Instruções - Troque "blue tie" por "red tie" nas linhas que começam na que contém "Worksheet item 7: Locate every instance of the blue tie" e seguem até o fim dos itens, ambas as pontas incluídas. Reproduza essas linhas com todo o resto igual.
++++ Dados fornecidos
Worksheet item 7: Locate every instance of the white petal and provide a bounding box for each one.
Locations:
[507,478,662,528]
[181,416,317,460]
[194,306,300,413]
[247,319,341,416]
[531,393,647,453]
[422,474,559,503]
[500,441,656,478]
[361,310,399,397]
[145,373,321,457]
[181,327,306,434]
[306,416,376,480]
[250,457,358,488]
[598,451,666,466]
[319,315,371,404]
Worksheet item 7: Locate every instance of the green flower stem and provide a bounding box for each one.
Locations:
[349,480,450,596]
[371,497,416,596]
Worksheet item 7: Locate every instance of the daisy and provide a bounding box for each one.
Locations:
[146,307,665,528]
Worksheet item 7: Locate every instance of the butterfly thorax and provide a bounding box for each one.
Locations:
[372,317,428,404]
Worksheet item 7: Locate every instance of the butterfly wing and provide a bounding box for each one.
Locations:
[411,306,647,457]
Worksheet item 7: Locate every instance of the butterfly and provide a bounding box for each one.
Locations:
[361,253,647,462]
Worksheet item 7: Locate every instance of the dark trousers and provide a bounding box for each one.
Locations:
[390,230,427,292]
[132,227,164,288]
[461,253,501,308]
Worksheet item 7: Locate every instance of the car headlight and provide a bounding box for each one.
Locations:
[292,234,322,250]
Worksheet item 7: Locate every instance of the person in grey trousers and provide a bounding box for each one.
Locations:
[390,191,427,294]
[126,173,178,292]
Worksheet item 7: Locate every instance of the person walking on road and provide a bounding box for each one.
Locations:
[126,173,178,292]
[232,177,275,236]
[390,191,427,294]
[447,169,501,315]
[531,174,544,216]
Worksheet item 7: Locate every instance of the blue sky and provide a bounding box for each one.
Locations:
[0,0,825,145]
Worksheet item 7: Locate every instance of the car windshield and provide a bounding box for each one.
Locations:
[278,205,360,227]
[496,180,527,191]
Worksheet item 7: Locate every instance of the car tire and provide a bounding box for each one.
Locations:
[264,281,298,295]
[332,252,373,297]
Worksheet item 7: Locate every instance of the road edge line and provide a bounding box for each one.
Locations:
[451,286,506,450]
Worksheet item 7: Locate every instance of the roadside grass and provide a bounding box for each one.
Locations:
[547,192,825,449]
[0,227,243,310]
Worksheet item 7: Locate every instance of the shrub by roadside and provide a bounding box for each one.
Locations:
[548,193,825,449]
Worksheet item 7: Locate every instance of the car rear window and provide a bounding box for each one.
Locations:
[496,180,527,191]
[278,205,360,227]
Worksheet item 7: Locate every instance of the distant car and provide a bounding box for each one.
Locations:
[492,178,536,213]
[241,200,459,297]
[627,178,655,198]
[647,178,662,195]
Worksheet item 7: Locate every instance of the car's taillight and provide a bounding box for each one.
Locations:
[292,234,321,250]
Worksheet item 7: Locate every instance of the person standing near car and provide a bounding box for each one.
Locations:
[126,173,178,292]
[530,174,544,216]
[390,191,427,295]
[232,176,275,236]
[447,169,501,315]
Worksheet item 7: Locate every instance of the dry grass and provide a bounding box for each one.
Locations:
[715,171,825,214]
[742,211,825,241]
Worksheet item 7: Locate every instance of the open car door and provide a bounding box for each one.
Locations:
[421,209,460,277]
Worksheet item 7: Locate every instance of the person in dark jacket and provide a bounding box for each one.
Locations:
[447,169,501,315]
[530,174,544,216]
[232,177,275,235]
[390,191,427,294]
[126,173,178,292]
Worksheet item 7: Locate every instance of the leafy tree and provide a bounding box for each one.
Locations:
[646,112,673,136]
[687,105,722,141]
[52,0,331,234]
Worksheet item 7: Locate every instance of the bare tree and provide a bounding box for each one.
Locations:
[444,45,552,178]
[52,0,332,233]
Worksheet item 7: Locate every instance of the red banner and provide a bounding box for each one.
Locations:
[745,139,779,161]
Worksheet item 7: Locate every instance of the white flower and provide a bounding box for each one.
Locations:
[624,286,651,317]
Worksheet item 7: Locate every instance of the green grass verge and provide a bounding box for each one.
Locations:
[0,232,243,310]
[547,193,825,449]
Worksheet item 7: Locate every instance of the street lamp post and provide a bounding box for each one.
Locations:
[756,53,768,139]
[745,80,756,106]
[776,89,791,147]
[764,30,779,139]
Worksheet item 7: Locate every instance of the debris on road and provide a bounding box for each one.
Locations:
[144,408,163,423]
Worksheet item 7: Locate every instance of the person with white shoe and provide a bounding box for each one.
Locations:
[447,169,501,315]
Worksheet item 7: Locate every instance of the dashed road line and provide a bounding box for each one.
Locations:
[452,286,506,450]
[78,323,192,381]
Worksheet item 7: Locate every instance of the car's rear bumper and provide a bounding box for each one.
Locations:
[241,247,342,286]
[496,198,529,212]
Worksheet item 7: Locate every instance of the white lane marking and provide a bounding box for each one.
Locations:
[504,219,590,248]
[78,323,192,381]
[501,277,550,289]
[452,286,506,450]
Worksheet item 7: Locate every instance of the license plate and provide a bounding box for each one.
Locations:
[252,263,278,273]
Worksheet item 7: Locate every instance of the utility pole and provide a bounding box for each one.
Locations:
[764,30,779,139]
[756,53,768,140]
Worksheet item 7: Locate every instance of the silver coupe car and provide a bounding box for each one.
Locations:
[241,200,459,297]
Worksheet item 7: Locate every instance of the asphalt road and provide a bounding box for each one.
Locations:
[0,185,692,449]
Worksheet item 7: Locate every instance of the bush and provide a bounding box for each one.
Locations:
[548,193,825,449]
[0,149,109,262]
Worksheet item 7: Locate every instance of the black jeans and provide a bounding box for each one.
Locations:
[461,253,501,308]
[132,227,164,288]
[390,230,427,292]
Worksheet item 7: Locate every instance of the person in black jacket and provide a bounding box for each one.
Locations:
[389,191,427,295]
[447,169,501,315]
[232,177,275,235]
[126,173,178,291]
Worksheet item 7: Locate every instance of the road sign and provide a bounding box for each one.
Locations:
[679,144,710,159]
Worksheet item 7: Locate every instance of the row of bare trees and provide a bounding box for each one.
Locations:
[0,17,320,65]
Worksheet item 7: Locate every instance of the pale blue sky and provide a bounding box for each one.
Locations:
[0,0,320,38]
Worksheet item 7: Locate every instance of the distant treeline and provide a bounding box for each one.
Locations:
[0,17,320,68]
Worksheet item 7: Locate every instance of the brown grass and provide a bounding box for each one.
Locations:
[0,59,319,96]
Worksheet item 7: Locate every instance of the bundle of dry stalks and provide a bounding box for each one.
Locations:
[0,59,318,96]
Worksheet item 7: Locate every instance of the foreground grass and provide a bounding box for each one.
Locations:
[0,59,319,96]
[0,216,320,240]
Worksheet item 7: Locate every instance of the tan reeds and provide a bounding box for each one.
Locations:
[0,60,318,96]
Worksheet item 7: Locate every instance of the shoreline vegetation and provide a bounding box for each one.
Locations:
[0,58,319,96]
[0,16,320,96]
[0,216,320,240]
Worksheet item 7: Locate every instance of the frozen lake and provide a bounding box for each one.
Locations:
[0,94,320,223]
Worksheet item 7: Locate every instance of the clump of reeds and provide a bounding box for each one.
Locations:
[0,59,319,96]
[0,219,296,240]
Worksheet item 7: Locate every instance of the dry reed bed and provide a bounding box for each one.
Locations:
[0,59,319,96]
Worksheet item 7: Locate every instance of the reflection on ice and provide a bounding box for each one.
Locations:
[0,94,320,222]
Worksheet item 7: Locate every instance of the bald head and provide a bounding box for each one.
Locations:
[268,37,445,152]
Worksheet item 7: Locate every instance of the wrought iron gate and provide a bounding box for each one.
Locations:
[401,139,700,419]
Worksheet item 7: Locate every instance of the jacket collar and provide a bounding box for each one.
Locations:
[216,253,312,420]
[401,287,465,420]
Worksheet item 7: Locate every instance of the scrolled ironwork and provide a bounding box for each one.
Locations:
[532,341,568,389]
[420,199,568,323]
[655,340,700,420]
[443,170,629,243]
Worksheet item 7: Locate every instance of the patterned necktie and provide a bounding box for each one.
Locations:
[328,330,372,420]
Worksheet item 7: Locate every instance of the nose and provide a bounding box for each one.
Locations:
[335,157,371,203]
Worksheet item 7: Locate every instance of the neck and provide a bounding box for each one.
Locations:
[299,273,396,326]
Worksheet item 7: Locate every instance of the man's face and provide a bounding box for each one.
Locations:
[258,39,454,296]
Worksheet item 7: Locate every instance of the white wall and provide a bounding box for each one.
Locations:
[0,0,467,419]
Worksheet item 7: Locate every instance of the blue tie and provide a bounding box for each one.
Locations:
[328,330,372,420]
++++++++
Resposta da tarefa -
Worksheet item 7: Locate every instance of the red tie and provide a bounding box for each one.
Locations:
[328,330,372,420]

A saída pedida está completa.